[Extracted data entries]
★ ★ ★ ★ ★

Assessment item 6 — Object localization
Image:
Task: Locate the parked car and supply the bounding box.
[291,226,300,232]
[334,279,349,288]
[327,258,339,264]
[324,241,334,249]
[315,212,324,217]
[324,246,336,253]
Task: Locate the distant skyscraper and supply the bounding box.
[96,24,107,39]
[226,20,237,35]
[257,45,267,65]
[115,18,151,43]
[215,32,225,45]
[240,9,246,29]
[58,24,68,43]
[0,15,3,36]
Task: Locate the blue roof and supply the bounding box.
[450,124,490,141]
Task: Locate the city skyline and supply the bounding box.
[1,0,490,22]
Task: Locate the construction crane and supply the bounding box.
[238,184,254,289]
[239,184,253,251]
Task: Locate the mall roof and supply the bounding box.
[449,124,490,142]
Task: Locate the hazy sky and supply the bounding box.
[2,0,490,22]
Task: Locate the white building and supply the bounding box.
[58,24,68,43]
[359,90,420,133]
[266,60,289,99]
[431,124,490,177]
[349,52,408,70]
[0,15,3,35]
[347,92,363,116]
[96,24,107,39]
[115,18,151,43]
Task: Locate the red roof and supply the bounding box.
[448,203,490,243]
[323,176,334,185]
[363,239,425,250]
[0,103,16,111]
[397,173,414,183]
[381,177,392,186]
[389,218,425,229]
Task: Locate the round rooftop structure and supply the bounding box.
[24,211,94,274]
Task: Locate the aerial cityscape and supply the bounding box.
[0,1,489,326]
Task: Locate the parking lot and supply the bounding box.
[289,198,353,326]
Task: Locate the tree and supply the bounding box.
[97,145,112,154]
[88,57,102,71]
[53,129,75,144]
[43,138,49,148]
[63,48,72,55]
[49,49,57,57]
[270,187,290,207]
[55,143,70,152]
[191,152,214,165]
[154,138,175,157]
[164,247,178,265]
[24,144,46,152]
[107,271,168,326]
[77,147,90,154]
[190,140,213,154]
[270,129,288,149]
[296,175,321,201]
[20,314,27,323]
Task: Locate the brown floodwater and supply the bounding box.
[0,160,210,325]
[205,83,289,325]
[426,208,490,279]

★ ★ ★ ★ ★

BRIEF: Please reproduce every record shown above, exactly as written.

SOLUTION TO THIS EXERCISE:
Assessment item 6 — Object localization
Image:
Task: Locate the parked car and supply the bounding box.
[291,226,300,232]
[334,279,349,288]
[327,258,339,264]
[324,241,334,249]
[315,212,324,217]
[324,246,336,253]
Task: Locate the distant skyscraper and supply the bounding box.
[96,24,107,39]
[226,20,237,35]
[257,45,267,65]
[115,18,151,43]
[215,32,225,45]
[240,9,246,29]
[58,24,68,43]
[0,15,3,36]
Task: Locate the blue roof and supply the bounding box.
[450,124,490,141]
Task: Locate the city skyline and supply the bounding box.
[1,0,490,22]
Task: Locate the construction crane and supply the bounding box.
[238,184,254,289]
[239,184,253,251]
Task: Locate the mall roof and supply the bounding box.
[449,124,490,142]
Task: Locate the hazy sky and supply the bounding box.
[2,0,490,22]
Task: Locate the white building and supply the bounding box.
[58,24,68,43]
[359,90,420,133]
[266,60,289,99]
[431,124,490,177]
[349,52,408,70]
[0,15,3,35]
[347,92,363,116]
[96,24,107,39]
[115,18,151,43]
Task: Locate the red roof and supply the bounding box.
[448,203,490,243]
[323,176,334,185]
[363,239,425,250]
[0,103,16,111]
[397,173,414,183]
[381,177,392,186]
[389,218,425,229]
Task: Locate the round rooftop structure and supply the bounding box.
[24,211,94,274]
Task: Locate the aerial cityscape and supply the bounding box.
[0,1,489,326]
Task: Locate the parking lot and supply the bounding box.
[289,198,353,326]
Task: Locate the tree and supply the bounding box.
[97,145,112,154]
[88,57,102,71]
[53,129,75,144]
[43,138,49,148]
[63,48,72,55]
[49,49,57,57]
[270,187,290,207]
[55,143,70,152]
[191,152,214,165]
[154,138,175,157]
[164,247,178,265]
[24,144,46,152]
[107,271,168,326]
[77,147,90,154]
[190,140,213,154]
[270,129,288,149]
[296,175,321,201]
[20,314,27,323]
Task: Locate the brown floodwater and supply the bounding box.
[0,160,210,325]
[205,83,289,325]
[426,208,490,279]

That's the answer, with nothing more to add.